Chrischilles et al [20] found a significant reduction in use of more than 2 nonsteroidal anti-inflammatory drugs in the intervention group (14.1% vs 19%, P=.035). A nonsignificant trend approaching significance was seen for decreased number of over-the-counter medications used in the eHealth tool group (P=.05) [20]. Grant et al [22] found a significant increase in the number of diabetes mellitus–related medication changes in the intervention group (43.5 vs 6.2, P<.001). They also found that a significantly higher proportion of patients in the intervention group had medications initiated or dosages changed for hypertension (13% vs 0%, P=.02) and hyperlipidemia (11% vs 0%, P=.03).
Joseph et al [24] found that a significantly higher proportion of those in the active group had a rescue inhaler available (39% vs 32%, P=.01). Simon et al [27] found that a significantly higher proportion of participants in the active group used antidepressants for an appropriate length of time (≥90 days; χ21=10.5, P=.001). Carlsen et al [54] showed that eHealth tools might help identify instances where medication changes may be appropriate. Moreover, Carlsen et al [54] showed that the eHealth tool used resulted in at least one significant effect on changes to medication use; a significant difference was found between intervals of treatment for the eHealth group relative to the control group (2.35; 95% CI 1.5 to 3.2; P<.001) [54].

Stored data:
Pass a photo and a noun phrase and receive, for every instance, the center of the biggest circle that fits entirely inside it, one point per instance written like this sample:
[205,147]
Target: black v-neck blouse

Activity A:
Please list every study that the text on eHealth tools and medication use cites by author name, with each one's reference number.
Activity B:
Copy the passage of the text on eHealth tools and medication use between "Joseph et al" and "3.2; P<.001) [54].", inclusive.

Reply A:
Chrischilles et al [20]
Grant et al [22]
Joseph et al [24]
Simon et al [27]
Carlsen et al [54]

Reply B:
Joseph et al [24] found that a significantly higher proportion of those in the active group had a rescue inhaler available (39% vs 32%, P=.01). Simon et al [27] found that a significantly higher proportion of participants in the active group used antidepressants for an appropriate length of time (≥90 days; χ21=10.5, P=.001). Carlsen et al [54] showed that eHealth tools might help identify instances where medication changes may be appropriate. Moreover, Carlsen et al [54] showed that the eHealth tool used resulted in at least one significant effect on changes to medication use; a significant difference was found between intervals of treatment for the eHealth group relative to the control group (2.35; 95% CI 1.5 to 3.2; P<.001) [54].